Extracted text:
Predictions: The user obtains predictions from the WhoseEgg random forests for the uploaded egg data on the ‘Predictions’ page.
Downloads: The user downloads a spreadsheet from the ‘Downloads’ page containing the uploaded data, additional egg characteristics computed by WhoseEgg, and the random forest predictions.
Variable | Definition | Mean (standard deviation) or levels (proportion) |
---|---|---|
Compact or diffuse | Whether the embryo is compact or diffuse | Compact (0.87); Diffuse (0.13) |
Conductivity (µ/cm) | Conductivity of the water at the time of collection | 462.21 (103.03) |
Deflated membrane | Whether the membrane is deflated or not | Yes (0.59); No (0.41) |
Egg stage | Stage of the egg when collected (based on Kelso & Rutherford (1996)) | 1 (0.15); 2 (0.01); 3 (0.09); 4 (0.22); 5 (0.10); 6 (0.12); 7 (0.10); 8 (0.08); Broken (<0.01); Diffuse (0.13) |
Embryo diameter average (mm) | Average of four measurements of the embryo diameter | 1.36 (0.42) |
Embryo diameter coefficient of variation | Coefficient of variation of four measurements of the embryo diameter | 0.1 (0.08) |
Embryo diameter standard deviation (mm) | Standard deviation of four measurements of the embryo diameter | 0.14 (0.14) |
Embryo to membrane ratio | Ratio of the embryo diameter average to the membrane diameter average | 0.67 (0.2) |
Julian day | Julian day when the egg was collected | 167.99 (27.21) |
Larval length (mm) | Length along the midline for all eggs in stages 6–8 (otherwise set to 0) | 0.49 (1.12) |
Membrane diameter average (mm) | Average of four measurements of the membrane diameter | 2.27 (1.04) |
Membrane diameter coefficient of variation | Coefficient of variation of four measurements of the membrane diameter | 0.07 (0.07) |
Membrane diameter standard deviation (mm) | Standard deviation of four measurements of the membrane diameter | 0.17 (0.17) |
Month | Month when the egg was collected | 5.85 (0.98) |
Pigment presence | Whether there is pigment present on the egg | Yes (0.29); No (0.71) |
Sticky debris | Whether there is debris on the egg | Yes (0.23); No (0.77) |
Temperature (°C) | Temperature of the water when the egg was collected | 23.39 (2.95) |
Figure 3: Examples of the validation helpers in the spreadsheet template to assist users correctly format the egg characteristic data.

Problem description:
Transcribe the WhoseEgg text above, everything from "Predictions: The user" down to "random forest predictions.".

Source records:
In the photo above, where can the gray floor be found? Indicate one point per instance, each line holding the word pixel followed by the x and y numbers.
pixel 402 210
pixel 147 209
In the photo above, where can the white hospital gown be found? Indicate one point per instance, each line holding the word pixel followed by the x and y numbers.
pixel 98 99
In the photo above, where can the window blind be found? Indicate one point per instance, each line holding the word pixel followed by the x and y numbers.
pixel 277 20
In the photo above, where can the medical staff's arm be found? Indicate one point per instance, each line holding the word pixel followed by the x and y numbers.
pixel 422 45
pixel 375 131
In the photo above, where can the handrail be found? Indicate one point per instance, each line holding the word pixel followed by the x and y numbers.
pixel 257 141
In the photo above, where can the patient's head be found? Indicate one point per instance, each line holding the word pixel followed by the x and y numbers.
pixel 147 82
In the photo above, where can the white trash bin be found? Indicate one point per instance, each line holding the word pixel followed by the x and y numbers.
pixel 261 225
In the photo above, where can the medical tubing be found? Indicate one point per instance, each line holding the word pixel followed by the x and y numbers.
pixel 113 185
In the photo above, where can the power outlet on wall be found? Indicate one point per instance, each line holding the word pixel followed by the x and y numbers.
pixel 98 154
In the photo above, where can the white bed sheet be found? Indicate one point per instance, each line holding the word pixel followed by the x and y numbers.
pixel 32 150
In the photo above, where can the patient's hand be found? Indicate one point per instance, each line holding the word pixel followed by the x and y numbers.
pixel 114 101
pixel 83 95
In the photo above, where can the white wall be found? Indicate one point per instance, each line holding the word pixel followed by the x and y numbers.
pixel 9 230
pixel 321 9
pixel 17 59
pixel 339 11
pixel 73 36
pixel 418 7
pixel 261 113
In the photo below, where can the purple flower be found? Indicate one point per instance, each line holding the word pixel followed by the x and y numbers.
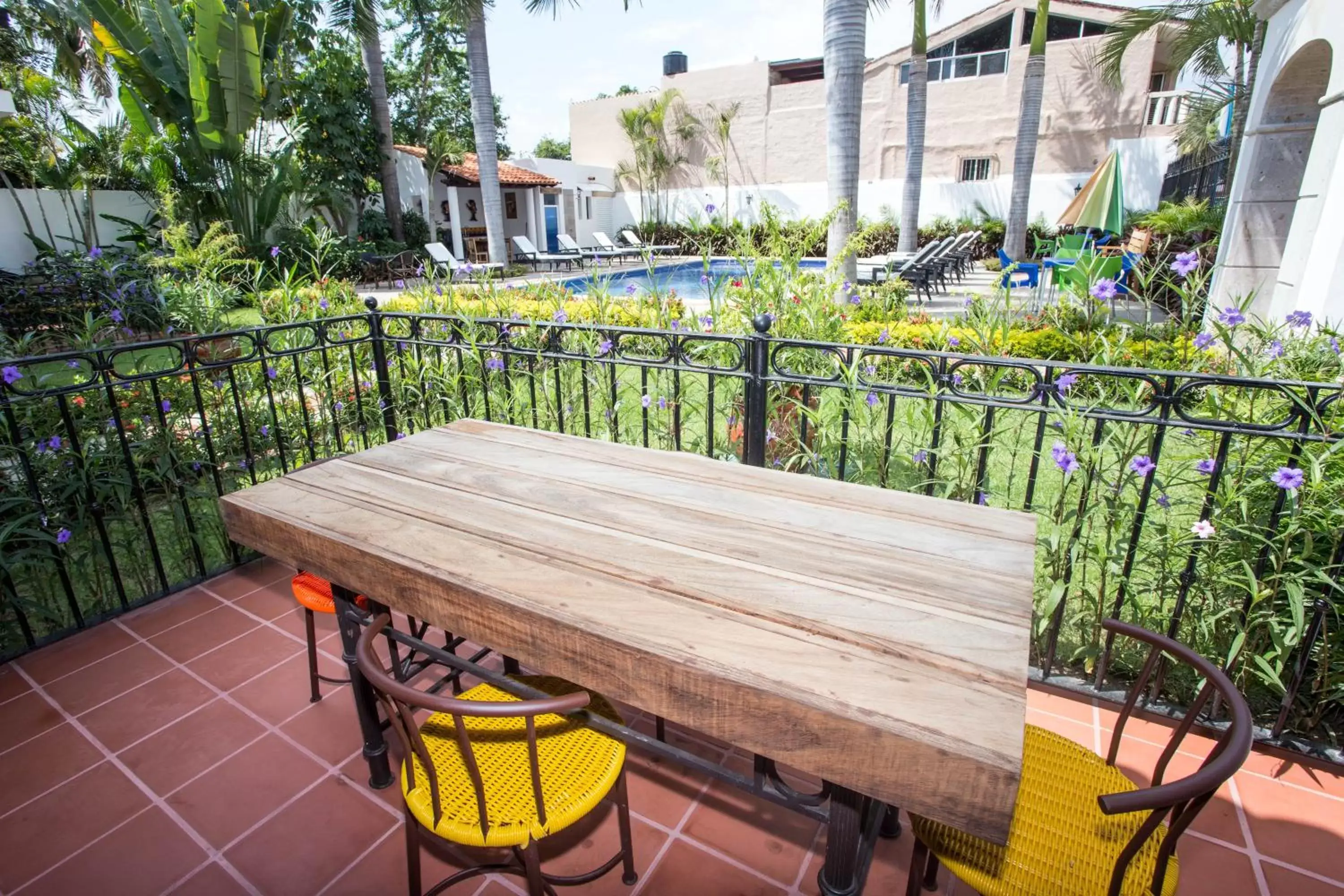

Problem solution:
Predictions: The user obtains predictions from the WhoseEgg random forests for the uploaded egg data on the ‘Predictions’ page.
Downloads: The user downloads a spreadsheet from the ‘Downloads’ page containing the uploaded data, additional egg characteristics computed by WhoseEgg, and the random forest predictions.